----- Entries shown
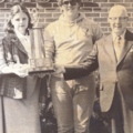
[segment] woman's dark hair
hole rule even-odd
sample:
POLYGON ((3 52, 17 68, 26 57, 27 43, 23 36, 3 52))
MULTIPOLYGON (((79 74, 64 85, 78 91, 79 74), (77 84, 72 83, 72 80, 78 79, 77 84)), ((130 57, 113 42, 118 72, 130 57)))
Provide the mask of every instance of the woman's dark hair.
----------
----- Entries shown
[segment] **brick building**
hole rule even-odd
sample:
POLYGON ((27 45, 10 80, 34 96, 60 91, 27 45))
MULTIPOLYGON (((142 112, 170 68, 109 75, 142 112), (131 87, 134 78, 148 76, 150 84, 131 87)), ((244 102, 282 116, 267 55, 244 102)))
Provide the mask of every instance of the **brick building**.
----------
*Exercise description*
Please copy the data verbatim, starting at the line containing "[segment] woman's dark hair" and ending at the line containing "Provide the mask of every instance of the woman's", with both of those lines included.

*Solution for this exercise*
[segment] woman's dark hair
hole rule even-odd
sample:
POLYGON ((3 52, 17 68, 26 57, 27 43, 23 36, 3 52))
MULTIPOLYGON (((79 74, 64 85, 78 91, 79 74), (77 84, 72 83, 72 80, 78 79, 77 84)), ((130 57, 113 42, 118 72, 130 57)))
Provide the mask of every instance of the woman's dark hair.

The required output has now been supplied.